WHAT YOU ARE ASKED TO DO:
The data below should be duplicated in full, unchanged.
### DATA TO EXAMINE
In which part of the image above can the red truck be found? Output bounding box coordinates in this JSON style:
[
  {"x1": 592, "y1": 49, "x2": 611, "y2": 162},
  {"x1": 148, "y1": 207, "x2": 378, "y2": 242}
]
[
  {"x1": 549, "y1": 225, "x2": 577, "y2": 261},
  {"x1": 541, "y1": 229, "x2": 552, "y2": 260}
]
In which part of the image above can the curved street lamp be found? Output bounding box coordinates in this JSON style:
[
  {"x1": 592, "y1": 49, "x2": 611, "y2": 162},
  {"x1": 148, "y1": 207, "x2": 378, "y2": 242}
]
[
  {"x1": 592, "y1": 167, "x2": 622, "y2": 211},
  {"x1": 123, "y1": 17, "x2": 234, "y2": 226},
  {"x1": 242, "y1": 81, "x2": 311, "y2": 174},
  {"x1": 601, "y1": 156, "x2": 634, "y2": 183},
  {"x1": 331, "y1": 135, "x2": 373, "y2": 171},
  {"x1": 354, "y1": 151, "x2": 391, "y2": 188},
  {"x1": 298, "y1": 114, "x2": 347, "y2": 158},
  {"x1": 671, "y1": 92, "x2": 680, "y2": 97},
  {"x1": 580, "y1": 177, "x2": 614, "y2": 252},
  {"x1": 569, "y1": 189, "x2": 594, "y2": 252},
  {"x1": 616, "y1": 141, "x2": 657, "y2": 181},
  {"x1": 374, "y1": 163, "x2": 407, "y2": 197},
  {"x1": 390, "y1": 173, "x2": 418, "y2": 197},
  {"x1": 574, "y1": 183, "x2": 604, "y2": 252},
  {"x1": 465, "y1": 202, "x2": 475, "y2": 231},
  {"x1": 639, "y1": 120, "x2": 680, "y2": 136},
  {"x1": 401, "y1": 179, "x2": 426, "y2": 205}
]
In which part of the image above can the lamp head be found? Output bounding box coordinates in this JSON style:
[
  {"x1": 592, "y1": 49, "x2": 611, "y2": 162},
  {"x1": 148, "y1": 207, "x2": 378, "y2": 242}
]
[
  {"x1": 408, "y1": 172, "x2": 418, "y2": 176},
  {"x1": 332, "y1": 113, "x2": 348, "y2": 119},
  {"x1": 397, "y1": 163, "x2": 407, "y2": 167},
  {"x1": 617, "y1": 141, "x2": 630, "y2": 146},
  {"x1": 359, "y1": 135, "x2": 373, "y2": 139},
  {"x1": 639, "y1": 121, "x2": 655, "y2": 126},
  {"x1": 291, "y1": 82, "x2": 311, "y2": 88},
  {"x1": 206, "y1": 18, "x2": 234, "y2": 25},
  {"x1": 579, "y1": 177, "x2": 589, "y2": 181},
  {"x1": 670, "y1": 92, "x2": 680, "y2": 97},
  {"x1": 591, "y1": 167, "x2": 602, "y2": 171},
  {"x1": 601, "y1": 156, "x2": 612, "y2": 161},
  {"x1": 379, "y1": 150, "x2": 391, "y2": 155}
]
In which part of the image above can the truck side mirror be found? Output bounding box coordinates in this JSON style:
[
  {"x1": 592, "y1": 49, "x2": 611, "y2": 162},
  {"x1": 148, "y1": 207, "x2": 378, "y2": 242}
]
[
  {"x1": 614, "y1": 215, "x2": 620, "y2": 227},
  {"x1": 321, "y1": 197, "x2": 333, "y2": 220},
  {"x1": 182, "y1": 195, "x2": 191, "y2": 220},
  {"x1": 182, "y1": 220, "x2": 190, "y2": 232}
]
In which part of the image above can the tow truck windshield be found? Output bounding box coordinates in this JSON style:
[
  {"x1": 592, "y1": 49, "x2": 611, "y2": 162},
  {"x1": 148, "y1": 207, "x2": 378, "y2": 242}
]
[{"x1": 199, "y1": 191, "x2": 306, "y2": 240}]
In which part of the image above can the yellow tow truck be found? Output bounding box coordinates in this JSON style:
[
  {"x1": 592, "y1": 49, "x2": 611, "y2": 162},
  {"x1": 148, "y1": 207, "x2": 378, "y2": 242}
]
######
TASK ANSWER:
In which part of the image above can the red truck be found? Output bounding box coordinates in this JSON style:
[
  {"x1": 592, "y1": 49, "x2": 611, "y2": 162},
  {"x1": 148, "y1": 207, "x2": 378, "y2": 242}
]
[
  {"x1": 549, "y1": 225, "x2": 577, "y2": 261},
  {"x1": 541, "y1": 229, "x2": 552, "y2": 260}
]
In which part of the image above can the curved street lamp be found? Output bounding box coordinates in this JSON style:
[
  {"x1": 592, "y1": 49, "x2": 611, "y2": 162},
  {"x1": 148, "y1": 207, "x2": 378, "y2": 242}
]
[
  {"x1": 592, "y1": 167, "x2": 622, "y2": 211},
  {"x1": 123, "y1": 17, "x2": 234, "y2": 226},
  {"x1": 242, "y1": 81, "x2": 311, "y2": 174},
  {"x1": 601, "y1": 156, "x2": 634, "y2": 183},
  {"x1": 331, "y1": 135, "x2": 373, "y2": 171},
  {"x1": 354, "y1": 151, "x2": 391, "y2": 188},
  {"x1": 298, "y1": 114, "x2": 347, "y2": 158},
  {"x1": 671, "y1": 92, "x2": 680, "y2": 97},
  {"x1": 580, "y1": 177, "x2": 614, "y2": 252},
  {"x1": 569, "y1": 189, "x2": 594, "y2": 252},
  {"x1": 616, "y1": 141, "x2": 657, "y2": 181},
  {"x1": 374, "y1": 163, "x2": 407, "y2": 197},
  {"x1": 390, "y1": 173, "x2": 418, "y2": 197},
  {"x1": 574, "y1": 183, "x2": 604, "y2": 252},
  {"x1": 465, "y1": 202, "x2": 475, "y2": 231},
  {"x1": 639, "y1": 120, "x2": 680, "y2": 136},
  {"x1": 401, "y1": 179, "x2": 426, "y2": 205}
]
In which part of the image above can the lamp head be found? Output bounding box coordinates in this JSON style:
[
  {"x1": 592, "y1": 49, "x2": 611, "y2": 162},
  {"x1": 148, "y1": 207, "x2": 378, "y2": 242}
]
[
  {"x1": 408, "y1": 172, "x2": 418, "y2": 176},
  {"x1": 332, "y1": 113, "x2": 348, "y2": 119},
  {"x1": 397, "y1": 163, "x2": 407, "y2": 167},
  {"x1": 617, "y1": 141, "x2": 630, "y2": 146},
  {"x1": 359, "y1": 135, "x2": 373, "y2": 139},
  {"x1": 639, "y1": 121, "x2": 655, "y2": 126},
  {"x1": 291, "y1": 82, "x2": 311, "y2": 88},
  {"x1": 206, "y1": 18, "x2": 234, "y2": 25},
  {"x1": 579, "y1": 177, "x2": 589, "y2": 181},
  {"x1": 670, "y1": 92, "x2": 680, "y2": 97},
  {"x1": 591, "y1": 167, "x2": 602, "y2": 171},
  {"x1": 601, "y1": 156, "x2": 612, "y2": 161},
  {"x1": 379, "y1": 150, "x2": 391, "y2": 155}
]
In which part of the image above can the truck side mirror be found? Output bounding box coordinates in this JSON style:
[
  {"x1": 592, "y1": 49, "x2": 611, "y2": 162},
  {"x1": 148, "y1": 207, "x2": 378, "y2": 242}
]
[
  {"x1": 614, "y1": 215, "x2": 620, "y2": 227},
  {"x1": 321, "y1": 197, "x2": 333, "y2": 220},
  {"x1": 182, "y1": 195, "x2": 191, "y2": 220},
  {"x1": 182, "y1": 220, "x2": 190, "y2": 232}
]
In which part of the image above can the tow truck windshield be found? Output bounding box coordinates in this JSON style:
[
  {"x1": 592, "y1": 49, "x2": 611, "y2": 162},
  {"x1": 148, "y1": 207, "x2": 378, "y2": 242}
]
[{"x1": 199, "y1": 191, "x2": 306, "y2": 240}]
In which part of the image above can the yellow tow truck be found? Output bounding box coordinates in this JSON style:
[
  {"x1": 592, "y1": 49, "x2": 611, "y2": 162},
  {"x1": 148, "y1": 207, "x2": 378, "y2": 242}
]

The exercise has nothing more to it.